* BEGIN Recorded information *
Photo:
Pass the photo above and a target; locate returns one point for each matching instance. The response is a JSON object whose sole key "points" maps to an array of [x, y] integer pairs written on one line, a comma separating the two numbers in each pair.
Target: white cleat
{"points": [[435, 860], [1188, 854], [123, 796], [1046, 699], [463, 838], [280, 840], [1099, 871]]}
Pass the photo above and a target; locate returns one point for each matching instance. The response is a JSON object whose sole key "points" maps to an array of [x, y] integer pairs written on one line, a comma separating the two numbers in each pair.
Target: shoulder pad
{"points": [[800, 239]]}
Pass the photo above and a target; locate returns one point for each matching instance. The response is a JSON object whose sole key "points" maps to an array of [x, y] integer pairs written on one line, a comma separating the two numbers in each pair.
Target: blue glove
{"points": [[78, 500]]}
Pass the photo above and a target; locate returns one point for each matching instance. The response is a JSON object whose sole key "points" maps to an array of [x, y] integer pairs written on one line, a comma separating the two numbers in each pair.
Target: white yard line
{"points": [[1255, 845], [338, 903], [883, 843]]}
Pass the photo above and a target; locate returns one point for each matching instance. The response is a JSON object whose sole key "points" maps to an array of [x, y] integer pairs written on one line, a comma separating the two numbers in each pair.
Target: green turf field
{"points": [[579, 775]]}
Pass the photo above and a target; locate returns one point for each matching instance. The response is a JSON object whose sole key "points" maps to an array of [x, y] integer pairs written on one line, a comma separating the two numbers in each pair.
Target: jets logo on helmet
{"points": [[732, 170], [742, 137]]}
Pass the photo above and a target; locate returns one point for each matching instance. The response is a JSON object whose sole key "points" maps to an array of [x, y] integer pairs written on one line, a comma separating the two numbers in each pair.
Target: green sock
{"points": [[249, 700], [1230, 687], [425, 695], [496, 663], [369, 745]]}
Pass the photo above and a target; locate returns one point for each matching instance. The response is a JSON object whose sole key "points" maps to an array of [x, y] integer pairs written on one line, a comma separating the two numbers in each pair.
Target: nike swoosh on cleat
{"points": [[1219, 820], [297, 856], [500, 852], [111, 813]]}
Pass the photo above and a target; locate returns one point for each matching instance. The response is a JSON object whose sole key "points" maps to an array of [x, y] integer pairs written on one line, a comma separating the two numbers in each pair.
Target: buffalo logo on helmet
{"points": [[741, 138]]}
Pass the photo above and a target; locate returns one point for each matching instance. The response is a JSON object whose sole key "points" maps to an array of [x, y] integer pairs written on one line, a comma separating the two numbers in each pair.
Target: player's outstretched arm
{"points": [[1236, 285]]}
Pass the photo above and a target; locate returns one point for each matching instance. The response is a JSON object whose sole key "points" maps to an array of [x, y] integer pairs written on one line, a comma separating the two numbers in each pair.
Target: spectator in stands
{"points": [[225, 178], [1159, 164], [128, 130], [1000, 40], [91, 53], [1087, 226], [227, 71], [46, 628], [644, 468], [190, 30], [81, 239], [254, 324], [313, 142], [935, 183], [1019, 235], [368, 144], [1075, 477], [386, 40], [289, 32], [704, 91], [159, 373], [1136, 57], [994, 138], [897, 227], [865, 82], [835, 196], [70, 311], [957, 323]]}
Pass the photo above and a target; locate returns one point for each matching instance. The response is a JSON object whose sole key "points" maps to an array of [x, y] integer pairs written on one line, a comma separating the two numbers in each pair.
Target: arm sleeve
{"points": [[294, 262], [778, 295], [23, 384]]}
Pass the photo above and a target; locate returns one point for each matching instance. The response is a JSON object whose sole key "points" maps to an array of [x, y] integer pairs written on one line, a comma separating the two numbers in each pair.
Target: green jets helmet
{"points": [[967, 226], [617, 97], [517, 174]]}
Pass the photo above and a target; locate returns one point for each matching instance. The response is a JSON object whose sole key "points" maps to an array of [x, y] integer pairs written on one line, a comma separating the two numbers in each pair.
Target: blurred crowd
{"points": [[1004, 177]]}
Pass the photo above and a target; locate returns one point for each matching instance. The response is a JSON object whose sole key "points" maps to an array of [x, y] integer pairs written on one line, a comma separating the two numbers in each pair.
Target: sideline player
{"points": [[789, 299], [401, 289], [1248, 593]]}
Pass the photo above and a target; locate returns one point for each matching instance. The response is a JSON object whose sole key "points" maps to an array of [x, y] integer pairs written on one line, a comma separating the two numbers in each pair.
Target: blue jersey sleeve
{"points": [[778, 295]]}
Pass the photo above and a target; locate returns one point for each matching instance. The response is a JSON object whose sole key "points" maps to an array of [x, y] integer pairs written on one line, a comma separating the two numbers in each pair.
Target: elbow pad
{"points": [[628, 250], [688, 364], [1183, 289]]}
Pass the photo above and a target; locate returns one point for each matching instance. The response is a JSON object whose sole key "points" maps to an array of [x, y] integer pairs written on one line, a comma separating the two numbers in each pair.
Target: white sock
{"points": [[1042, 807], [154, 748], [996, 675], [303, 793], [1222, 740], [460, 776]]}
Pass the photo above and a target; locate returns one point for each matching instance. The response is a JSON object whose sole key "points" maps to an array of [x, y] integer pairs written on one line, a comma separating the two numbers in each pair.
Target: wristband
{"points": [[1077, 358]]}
* END Recorded information *
# What the task requires
Retype the entries one by one, exactly.

# Solution for this problem
Photo:
Pass the photo above and a target; locate returns one point for each matching instance. The response is a JSON object whose sole key "points" maps to an array of [x, y] integer pairs written on one line, a comma separating the two numbers in each pair.
Target: white cleat
{"points": [[435, 860], [1188, 854], [123, 796], [1046, 699], [463, 838], [280, 840], [1099, 871]]}
Pass the photo above and a target; locate returns one point for each matching instance. The response is a JSON object whose sole key "points" maps to an array of [x, y] integer pairs written on one line, a comma separating the two numbers in each pair.
Target: shoulder pad
{"points": [[800, 239]]}
Pass the photo above and a target; locate returns one point for each matching instance. The response is a JSON object whose sole key "points" maps to an array of [x, y] integer pairs written on one line, a comma separating the two numbers in each pair.
Target: blue glove
{"points": [[78, 500]]}
Pass the photo above and a target; locate returns one point for each matching instance. The response is a JSON object whose sole key "points" maps to an array of [x, y] integer pairs written on one line, a comma separating the two numbers in each pair.
Target: white yard line
{"points": [[1255, 845], [338, 903], [883, 843]]}
Pass the photo above and a target; locate returns one point for each matching instance. The response is a JSON object whose sole key "points" maps to an array of [x, y] integer pairs written on one line, a comma separating the two numbers in each pair.
Target: green turf field
{"points": [[579, 775]]}
Pass the photo above and a target; locate returns one point for each matching instance. The response is a JSON object whose sole key "points" maps to an array of [x, y] integer pairs written on one line, a comma separating the two numbers in each pair.
Target: jets logo on helmet
{"points": [[732, 170], [742, 137]]}
Pass the photo above and a target; locate returns one point for each matching instance. The response is a JSON object whose sole key "points" maps to an array of [x, y] integer pairs written on one line, a comma separating the two numbers in each pair.
Target: green sock
{"points": [[249, 700], [1230, 687], [425, 695], [496, 663], [369, 745]]}
Pass the photo above and a target; locate returns one point for each matching instance. The response is a JSON object whose sole key "points" maps to an array of [x, y] integer pairs written on one line, a comma separating the two numbers in each pair.
Target: nike swoosh on cleat
{"points": [[1219, 820], [297, 856], [500, 852], [111, 813]]}
Pass the photo above and a target; locate returns one point for each matching instance. The response is a JSON object whose sole key "points" maps to an array of [x, y] integer pairs written on one line, a comma separating the two numbers in each pair.
Target: buffalo logo on helmet
{"points": [[741, 138]]}
Pass the photo above and a target; locate returns one point for each matching instance. The response is a JSON object whose sole key "points" maps to an array of [x, y] integer pairs written on one line, a comma separating the two numbers in each pair.
Target: player's outstretched arm
{"points": [[1236, 285]]}
Pass the photo above and a target; locate returns one point for each matching instance. The response is a JSON object whose sole key "points" maps to an array of [x, y] integer pairs written on one line, a comma separating the two numbers in each pair.
Target: spectator in stands
{"points": [[225, 178], [1159, 164], [128, 130], [1000, 40], [91, 53], [1087, 226], [227, 71], [46, 628], [644, 468], [190, 30], [81, 239], [254, 324], [313, 142], [935, 183], [1019, 235], [368, 144], [1075, 477], [386, 40], [289, 32], [704, 91], [159, 373], [1136, 57], [994, 138], [897, 227], [865, 82], [835, 196], [70, 311], [957, 323]]}
Pass the photo above and a target; locate returns one point for each matching instance. The response is a JSON object whose sole key "points" maps to an array of [x, y] integer pairs written on one line, a comma separating the two numbers in each pair.
Target: arm sleeve
{"points": [[294, 262], [778, 295], [23, 384]]}
Pass the photo above and a target; locate returns one point for each matching instance. The response is a JSON object whose sole key "points" maps to an array of [x, y] integer pairs written on one line, a comma separating the two numbers in each pair.
Target: green jets helmet
{"points": [[967, 226], [617, 97], [517, 174]]}
Pass the photo above and a target; locate returns one point for each matching instance. The response is a JSON object whose sole key "points" maps to an array of [x, y] integer pairs written on one line, a comma separating the two numbers in each pair.
Target: blurred crowd
{"points": [[1004, 177]]}
Pass the photo above and a target; locate returns one point for each matching instance. The response is a JSON object whose sole key "points" maps to an array of [x, y] integer pairs written on one line, a comma separating the two numbers in each pair.
Target: sideline player
{"points": [[789, 299], [401, 289], [1248, 593]]}
Pass the photo above and a target; locate returns one point for each matching instance. The response is a JSON object whose sole key "points" maps to an array of [x, y] integer pairs written on one line, a comma separating the two numbers in each pair.
Target: blue jersey sleeve
{"points": [[778, 295]]}
Pass the photo above and a target; locate returns one point for each matching instance. The response is a JSON object whose sole key "points" maps to an array of [x, y] integer pairs written on one line, a comma separating the two numbers in each pair.
Target: elbow pad
{"points": [[628, 250], [688, 364], [1183, 289]]}
Pass the photo above and a target; locate returns one point for each matching instance. The response is a JSON object whose sole key "points" maps to an array of [x, y] integer pairs written on one line, a comma separating the two numbers in each pair.
Target: white sock
{"points": [[1042, 807], [154, 748], [996, 675], [303, 793], [1222, 740], [460, 776]]}
Pass the photo above and a target; locate returns one point for each matching instance. The response is a JSON object whose sole key "points" maps to an array of [x, y] integer pairs written on one line, a comma separating the two numbers in each pair.
Target: wristband
{"points": [[1077, 358]]}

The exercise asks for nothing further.